▶ _Collection entries_
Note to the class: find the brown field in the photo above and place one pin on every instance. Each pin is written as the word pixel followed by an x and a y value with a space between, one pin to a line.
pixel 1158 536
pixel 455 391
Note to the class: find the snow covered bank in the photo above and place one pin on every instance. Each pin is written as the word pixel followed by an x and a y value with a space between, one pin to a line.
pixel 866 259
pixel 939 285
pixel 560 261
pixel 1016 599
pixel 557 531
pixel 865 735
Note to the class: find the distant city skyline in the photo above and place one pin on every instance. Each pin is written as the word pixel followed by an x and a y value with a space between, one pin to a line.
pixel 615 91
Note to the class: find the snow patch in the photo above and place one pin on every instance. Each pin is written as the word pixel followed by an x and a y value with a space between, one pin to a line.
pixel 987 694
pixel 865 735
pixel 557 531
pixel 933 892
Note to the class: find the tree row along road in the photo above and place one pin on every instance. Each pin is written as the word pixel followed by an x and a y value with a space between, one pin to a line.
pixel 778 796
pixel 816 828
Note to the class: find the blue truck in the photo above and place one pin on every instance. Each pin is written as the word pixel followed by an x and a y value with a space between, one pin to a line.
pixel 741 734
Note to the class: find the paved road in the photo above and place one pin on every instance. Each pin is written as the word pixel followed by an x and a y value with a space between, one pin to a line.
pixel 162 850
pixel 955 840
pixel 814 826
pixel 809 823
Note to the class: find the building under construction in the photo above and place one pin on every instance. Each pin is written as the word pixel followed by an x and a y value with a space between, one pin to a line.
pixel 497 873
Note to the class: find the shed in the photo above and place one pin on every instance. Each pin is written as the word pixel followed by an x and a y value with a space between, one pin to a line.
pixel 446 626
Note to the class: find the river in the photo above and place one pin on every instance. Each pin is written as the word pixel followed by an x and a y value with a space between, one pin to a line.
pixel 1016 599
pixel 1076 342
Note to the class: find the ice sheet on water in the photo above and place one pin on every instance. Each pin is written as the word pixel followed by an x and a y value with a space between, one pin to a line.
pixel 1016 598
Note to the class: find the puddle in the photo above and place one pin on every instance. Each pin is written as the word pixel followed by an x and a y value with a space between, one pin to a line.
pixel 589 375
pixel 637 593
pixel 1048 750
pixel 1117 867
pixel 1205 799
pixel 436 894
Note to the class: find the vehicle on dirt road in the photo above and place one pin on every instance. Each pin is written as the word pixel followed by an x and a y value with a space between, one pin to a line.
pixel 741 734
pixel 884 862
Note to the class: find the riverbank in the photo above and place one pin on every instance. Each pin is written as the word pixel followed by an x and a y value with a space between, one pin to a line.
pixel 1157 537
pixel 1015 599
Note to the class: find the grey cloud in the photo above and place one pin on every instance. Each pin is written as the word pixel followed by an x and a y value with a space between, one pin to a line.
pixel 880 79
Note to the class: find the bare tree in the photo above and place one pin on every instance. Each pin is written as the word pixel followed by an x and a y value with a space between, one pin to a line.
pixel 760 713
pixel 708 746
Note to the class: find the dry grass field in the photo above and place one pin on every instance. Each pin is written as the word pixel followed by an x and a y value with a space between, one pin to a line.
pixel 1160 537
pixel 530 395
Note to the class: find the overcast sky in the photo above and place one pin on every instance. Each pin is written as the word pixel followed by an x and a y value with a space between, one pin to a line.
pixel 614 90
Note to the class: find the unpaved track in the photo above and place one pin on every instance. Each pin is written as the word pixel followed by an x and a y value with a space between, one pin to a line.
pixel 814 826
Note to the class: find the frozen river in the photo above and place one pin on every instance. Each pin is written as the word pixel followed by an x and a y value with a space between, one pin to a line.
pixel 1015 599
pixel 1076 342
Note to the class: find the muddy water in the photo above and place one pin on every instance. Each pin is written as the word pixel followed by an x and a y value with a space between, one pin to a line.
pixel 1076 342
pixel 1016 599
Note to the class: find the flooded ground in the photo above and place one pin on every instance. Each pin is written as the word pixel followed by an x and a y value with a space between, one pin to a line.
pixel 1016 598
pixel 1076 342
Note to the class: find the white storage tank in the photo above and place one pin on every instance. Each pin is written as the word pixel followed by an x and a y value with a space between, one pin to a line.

▶ _THE TASK_
Copy every entry exactly, missing none.

▶ _ANSWER AREA_
Note to the class: find the brown field in the photo above and place one pin on every instance. Each pin is written as the word pixel followed by an x and a y value with a space between, one pin to a line.
pixel 1158 536
pixel 455 391
Note to the class: find the snow covered bank in the photo above and place one pin on every instance. Each pin is written as the word pixel followed by an x and a y value with a space between, one pin to a line.
pixel 866 259
pixel 939 285
pixel 560 261
pixel 1016 599
pixel 557 531
pixel 865 735
Note to the class: find the distant city skyline in the photo above and place one pin on every instance. Each pin is written as the word pixel followed by an x and a y value with a space between, one pin to a line.
pixel 615 91
Note to the class: find the snow patch in the photo above and place one pin on every instance. Each pin is written as the word pixel followed by an x and a y value with a space between, one pin to a line.
pixel 987 694
pixel 865 735
pixel 557 531
pixel 933 892
Note to the class: find the tree row along road in the photo above and place one pin on every instance. Each pin is written as the word pixel followed by an x and a y value with a space between, one pin to a line.
pixel 778 796
pixel 816 828
Note to the class: find the blue truck in the photo above and place one pin on every instance. Each pin is written as the word pixel followed by an x and a y value with a space between, one pin to a line.
pixel 741 734
Note to the class: find the paved road in the photo above and place one pin on every instance. Each pin is written as the word pixel followed by an x and a y value with a space between, one pin to a line.
pixel 162 850
pixel 955 840
pixel 814 826
pixel 809 823
Note to the class: find the building under construction in the photo above and place one pin on every instance. Each pin is written as the word pixel followed by an x and a y value with a space between, one pin to a line.
pixel 497 873
Note to the class: find the shed in the photo above and place one pin on every instance. Each pin is written as the word pixel followed by an x and a y value with a space between, one pin to a line.
pixel 446 626
Note to the class: find the river in the photo above and place one pin on every instance. Each pin is written as the word pixel followed by an x and a y value with a space between, one pin to a line.
pixel 1016 599
pixel 1076 342
Note to the class: find the ice sheet on water in the photo above and place one pin on every instance. Each pin is written as the word pixel followed by an x and a y value with a space between, one pin to a line.
pixel 1016 598
Note to the class: find the puddle in the photo above and place one pin on every instance. Each pin is written as the word pixel followed by an x and a y value with a space between, one pin to a line.
pixel 589 375
pixel 637 593
pixel 1048 750
pixel 1117 867
pixel 1205 799
pixel 436 894
Note to the class: find the vehicle on dirt road in the photo above and place one pin on every instance. Each pin is written as the word pixel followed by an x and a y value with a space between, one pin to a line.
pixel 741 734
pixel 884 862
Note to the class: find the riverbank in the photo above and place one pin on every instance. Each pin is written as the word pixel followed by an x and a y value with a space between, one pin to a line.
pixel 1157 537
pixel 1015 599
Note to the class: find the grey cloud in the photo above and place one pin on every instance. Each pin is written as the word pixel followed by an x and a y value with a space between, one pin to a line.
pixel 880 79
Note to the class: find the bare tree in the photo above and place one pin on every instance. Each pin is written as the word pixel followed by an x and a y value with a space between, one pin to a line.
pixel 760 713
pixel 708 746
Note to the class: find the dry grass field in the photo above and place one pin on every instance. Each pin is written as the word pixel followed by an x and a y value with a space between, one pin to a line.
pixel 1160 537
pixel 530 395
Note to the class: find the overcast sky in the photo above and place one pin on every instance. Each pin is written as the word pixel followed by an x and a y value with a space between, one pin to a line.
pixel 614 90
Note to the class: find the unpaved track in the photo above and place one pin on every instance. Each pin is written as the word pixel followed by an x and a y value with a space between, one pin to a line.
pixel 814 826
Note to the class: find the frozen river in the photo above and place one pin on every instance. Each pin is written as the word pixel followed by an x and a y value with a space between, one pin to a line.
pixel 1015 599
pixel 1076 342
Note to the class: find the muddy water in the photo above and place one pin on every instance. Each pin is written as the word pixel followed by an x and a y value with a space between, one pin to a line.
pixel 1076 342
pixel 1016 599
Note to the class: find the flooded ground in the photo above and place one pin on every instance. Each pin is written as the word pixel followed by an x and a y value with a space between, one pin to a line.
pixel 1016 598
pixel 1076 342
Note to the class: find the white storage tank in the photo above and place one pin on every instance. Each pin is written as the word pixel followed by an x and a y value with a space between, one pin to a line.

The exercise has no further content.